Write out the records that appear below, verbatim and complete, but without pictures.

## EXTRACTED DATA
————

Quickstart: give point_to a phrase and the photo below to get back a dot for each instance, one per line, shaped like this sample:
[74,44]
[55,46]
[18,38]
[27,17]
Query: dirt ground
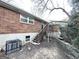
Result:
[43,51]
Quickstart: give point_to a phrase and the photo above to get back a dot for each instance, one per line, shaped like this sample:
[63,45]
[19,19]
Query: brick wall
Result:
[9,23]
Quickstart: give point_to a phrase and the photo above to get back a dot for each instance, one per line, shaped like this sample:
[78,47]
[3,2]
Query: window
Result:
[27,38]
[26,20]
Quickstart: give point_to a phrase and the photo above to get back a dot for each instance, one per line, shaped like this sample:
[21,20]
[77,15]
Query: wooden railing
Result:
[39,36]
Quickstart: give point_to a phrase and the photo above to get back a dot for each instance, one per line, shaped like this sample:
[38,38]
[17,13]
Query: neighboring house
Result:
[18,24]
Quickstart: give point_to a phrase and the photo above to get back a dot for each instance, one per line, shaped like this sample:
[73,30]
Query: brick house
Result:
[18,24]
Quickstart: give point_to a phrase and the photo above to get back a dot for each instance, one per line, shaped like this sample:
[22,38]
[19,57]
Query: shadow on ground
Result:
[45,50]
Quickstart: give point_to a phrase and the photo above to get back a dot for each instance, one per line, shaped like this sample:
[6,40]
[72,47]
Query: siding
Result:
[9,23]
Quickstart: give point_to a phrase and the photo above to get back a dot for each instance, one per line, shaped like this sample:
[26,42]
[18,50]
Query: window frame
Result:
[28,20]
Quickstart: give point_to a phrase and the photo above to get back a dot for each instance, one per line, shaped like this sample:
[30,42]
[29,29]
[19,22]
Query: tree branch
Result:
[45,5]
[62,10]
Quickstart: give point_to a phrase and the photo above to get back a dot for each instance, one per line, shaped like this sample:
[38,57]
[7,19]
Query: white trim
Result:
[21,36]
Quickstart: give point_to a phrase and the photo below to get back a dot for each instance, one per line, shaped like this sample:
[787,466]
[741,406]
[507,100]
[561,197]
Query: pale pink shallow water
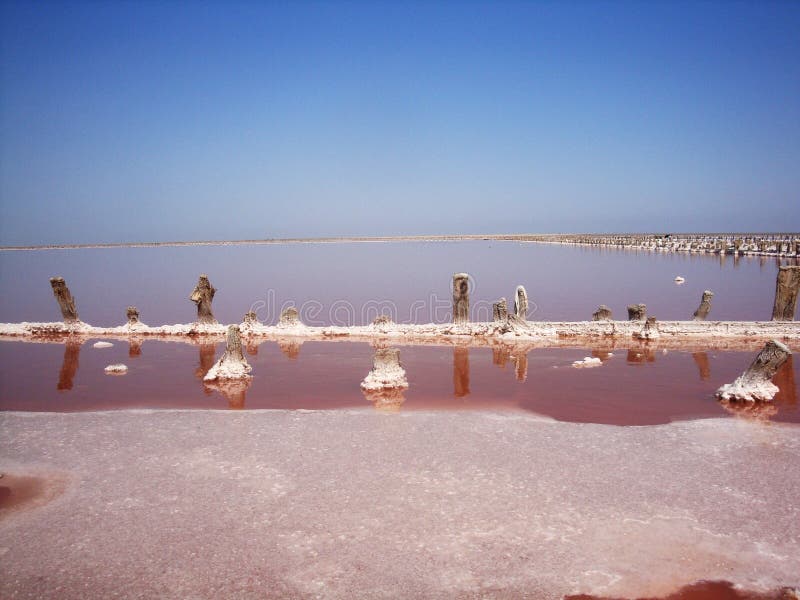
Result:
[639,385]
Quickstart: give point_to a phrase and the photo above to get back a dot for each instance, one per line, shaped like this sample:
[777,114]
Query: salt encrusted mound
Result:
[386,373]
[587,362]
[233,364]
[755,383]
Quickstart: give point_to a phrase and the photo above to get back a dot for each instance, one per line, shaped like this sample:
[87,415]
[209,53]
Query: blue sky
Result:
[149,121]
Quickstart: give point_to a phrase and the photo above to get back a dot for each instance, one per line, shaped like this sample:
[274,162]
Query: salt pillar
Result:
[500,310]
[202,296]
[460,298]
[521,303]
[637,312]
[603,313]
[705,306]
[786,289]
[756,382]
[233,364]
[65,300]
[133,315]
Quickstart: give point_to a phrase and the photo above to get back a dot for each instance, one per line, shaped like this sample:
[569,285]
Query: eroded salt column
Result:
[521,303]
[500,310]
[289,317]
[387,372]
[705,306]
[460,298]
[202,296]
[756,382]
[133,315]
[603,313]
[233,364]
[786,289]
[637,312]
[65,300]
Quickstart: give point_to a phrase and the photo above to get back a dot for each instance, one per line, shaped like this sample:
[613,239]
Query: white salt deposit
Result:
[587,362]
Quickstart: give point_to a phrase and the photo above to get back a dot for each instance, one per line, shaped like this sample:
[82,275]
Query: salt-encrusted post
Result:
[603,313]
[705,306]
[521,303]
[500,310]
[460,298]
[756,382]
[786,289]
[637,312]
[65,300]
[233,364]
[202,296]
[133,315]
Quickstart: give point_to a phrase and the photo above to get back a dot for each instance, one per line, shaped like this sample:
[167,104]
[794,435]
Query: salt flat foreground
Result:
[345,504]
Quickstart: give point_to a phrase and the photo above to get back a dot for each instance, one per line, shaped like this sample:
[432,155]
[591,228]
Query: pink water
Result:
[636,386]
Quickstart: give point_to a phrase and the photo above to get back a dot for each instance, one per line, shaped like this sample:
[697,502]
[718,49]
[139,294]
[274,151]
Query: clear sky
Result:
[151,121]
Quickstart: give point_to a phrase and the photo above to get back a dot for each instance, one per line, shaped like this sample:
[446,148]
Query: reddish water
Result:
[350,283]
[633,387]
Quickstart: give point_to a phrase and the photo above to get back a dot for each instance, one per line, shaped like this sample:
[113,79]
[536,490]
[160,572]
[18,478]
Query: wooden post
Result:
[705,306]
[637,312]
[202,296]
[460,298]
[756,382]
[786,289]
[65,300]
[603,313]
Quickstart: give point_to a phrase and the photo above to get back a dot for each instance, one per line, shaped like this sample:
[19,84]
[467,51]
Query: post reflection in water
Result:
[134,347]
[460,371]
[701,360]
[69,366]
[233,390]
[207,355]
[641,355]
[386,400]
[290,347]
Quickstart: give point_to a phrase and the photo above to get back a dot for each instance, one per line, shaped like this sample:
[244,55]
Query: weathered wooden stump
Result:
[289,317]
[202,296]
[756,382]
[65,300]
[460,298]
[786,289]
[233,364]
[705,306]
[500,311]
[521,303]
[132,315]
[387,372]
[603,313]
[637,312]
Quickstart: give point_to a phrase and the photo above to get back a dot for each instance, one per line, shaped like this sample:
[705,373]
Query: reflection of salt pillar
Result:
[786,289]
[65,300]
[202,296]
[521,303]
[460,298]
[701,360]
[705,306]
[755,383]
[460,371]
[69,366]
[521,366]
[784,379]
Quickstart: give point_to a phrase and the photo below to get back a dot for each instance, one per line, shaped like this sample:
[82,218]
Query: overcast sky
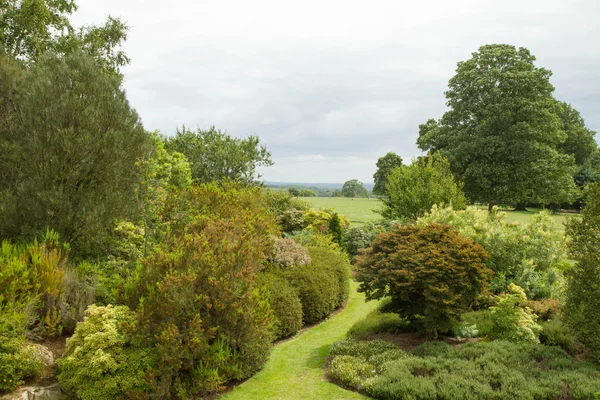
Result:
[330,86]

————

## WRITTEN REPLY
Quickstart: give point_to a phrase and the photo below to get back a dot for each instance, one per line, shaped like this sample:
[74,44]
[55,46]
[18,38]
[27,17]
Query: dirt ground
Result:
[43,51]
Quickstart: give point_to a phrase and the photo above to get back a dot for each instance, one per line, shaped like this sample:
[63,45]
[19,19]
Query: brick wall
Result:
[9,23]
Quickstart: give point_to a phrase and the photo above to get back a dot for each instance, one per line, shaped like this sample:
[78,47]
[3,2]
Query: window
Result:
[27,38]
[26,20]
Quickstart: give point_to a phrase and the photo above to get back a dot for each instance, one per line, shaped like this sample:
[21,20]
[77,15]
Query: wooden railing
Result:
[39,36]
Quickstart: give point_to a phrase and the photo above to get back a dot for each instance, one per line, shaped like this sample:
[38,38]
[17,13]
Query: neighboring house
Result:
[18,24]
Quickstart: give point_to a phrase and the photo above to get back a dot for each instance, one per line, shaped like this sample:
[73,30]
Query: brick house
Result:
[18,24]
Quickstart: give point_to a phrase and the photo above to get back a dot for each instance, one per line, shaped like this sample:
[22,38]
[19,57]
Query: shadow on ground
Result:
[45,50]
Quickstart: give point_to a phrase and the photo above to get back a dot for each instance, one per line, shaped like this sample:
[6,40]
[72,47]
Query: siding
Result:
[9,23]
Quickstart: give point_to a phrase and the photo above to get back a dot for each instance, one per line, shaped like this sample:
[26,42]
[18,50]
Query: window frame
Result:
[28,20]
Quickstart: give point_to a phrase and the photo above to get back a dot for each instance, one per line, shaped like this sample:
[30,42]
[29,29]
[19,22]
Query: tree branch
Result:
[45,5]
[62,10]
Quickstart: give point_to a phrase and the photo above to get back a dot for each instance, one per line, shaped like this sample:
[38,57]
[7,19]
Query: white trim
Result:
[21,36]
Quickstart: give point_to a phrase and the photo below to get back a dot for each instance, one per line, shaped like this sample:
[787,466]
[741,406]
[507,100]
[561,197]
Query: pale pink shallow water
Result:
[639,385]
Quickstart: give point_to a phrase and the photo above to get back a dot for each instance, one per line, shaped like this sample:
[777,114]
Query: salt encrusted mound
Result:
[386,373]
[587,362]
[233,364]
[755,383]
Quickstart: give point_to a phrase and the photo above to get back a dot for each instance, one per line, shaped like this sample:
[87,415]
[209,53]
Query: blue sky
Result:
[149,121]
Quickstart: give point_to a phrase and the photo above to get back a dot for each instance, one per line, shaped like this sample:
[274,162]
Query: salt pillar
Result:
[500,310]
[202,296]
[460,298]
[521,303]
[637,312]
[603,313]
[705,306]
[786,289]
[756,382]
[233,364]
[65,300]
[133,315]
Quickstart: give point_to a phrase and the photo above to get back a dot for each instance, one per line, shaped like this sample:
[569,285]
Query: eroded salt column
Result:
[521,303]
[500,310]
[289,317]
[387,372]
[705,306]
[460,298]
[202,296]
[756,382]
[133,315]
[603,313]
[233,364]
[786,289]
[637,312]
[65,300]
Quickstart: give point_to a phrase and the photo above to get back a dot for each instance, one per line, shaped like this sample:
[613,239]
Query: white salt deposit
Result:
[587,362]
Quickstart: give point_to a phrase and the photo above to get back a dot for each instance, one per line, shaped like this sample:
[82,275]
Query: salt-encrusted post
Result:
[603,313]
[705,306]
[521,303]
[500,310]
[460,298]
[756,382]
[786,289]
[637,312]
[65,300]
[233,364]
[202,296]
[133,315]
Quickstart: give point_to a phrase and the photo above to get back a dot for each instance, one per line, shaped like this sample:
[167,104]
[794,435]
Query: salt flat foreground
Result:
[345,504]
Quickstart: give point_to a phrase and the photo above to get back a dot for each instance, one per line, shaped like this sample:
[432,155]
[591,228]
Query: pink water
Result:
[636,386]
Quickstart: give point_to a phrase and the photo above to get back a dot for each instance, one per line, shaped like this sample:
[697,502]
[718,49]
[139,294]
[274,151]
Query: clear sky
Result:
[151,121]
Quickstart: give point_to a phrase and the photo above to get back a dot for each instance, one per line, shaped like this sample:
[446,148]
Query: reddish water
Result:
[350,283]
[633,387]
Quickstart: give point_to a phrase and the photo above to get back a dot for each instance, one per line, shaped like this sample:
[113,79]
[536,490]
[160,572]
[18,478]
Query: wooden post
Result:
[705,306]
[637,312]
[202,296]
[460,298]
[756,382]
[786,289]
[65,300]
[603,313]
Quickstart: give point_to a phrase and the photo above to get back a dot for each instance, one per line, shaped like this sample:
[19,84]
[467,51]
Query: post reflection in water
Result:
[134,347]
[460,371]
[701,360]
[69,366]
[233,390]
[207,355]
[641,355]
[386,400]
[290,347]
Quickstart: give point_to a phrase and the photo above to get back a dot for each instance, one per line, shaped like this sample:
[244,55]
Query: weathered wooden stump
Result:
[289,317]
[202,296]
[756,382]
[65,300]
[460,298]
[786,289]
[233,364]
[705,306]
[500,311]
[521,303]
[132,315]
[387,372]
[603,313]
[637,312]
Quickstart: give point_to a phrase and the photo above to get back a dot for each instance, one per line, shaped like this sample:
[705,373]
Query: reflection of salt pillar
Result:
[786,289]
[65,300]
[202,296]
[521,303]
[460,298]
[701,360]
[705,306]
[755,383]
[460,371]
[69,366]
[521,366]
[784,379]
Quickstart: give point_to a phrase and the photo below to get back a dot for each instance, one per line, shaped like this sample:
[82,218]
Query: overcast sky
Result:
[330,86]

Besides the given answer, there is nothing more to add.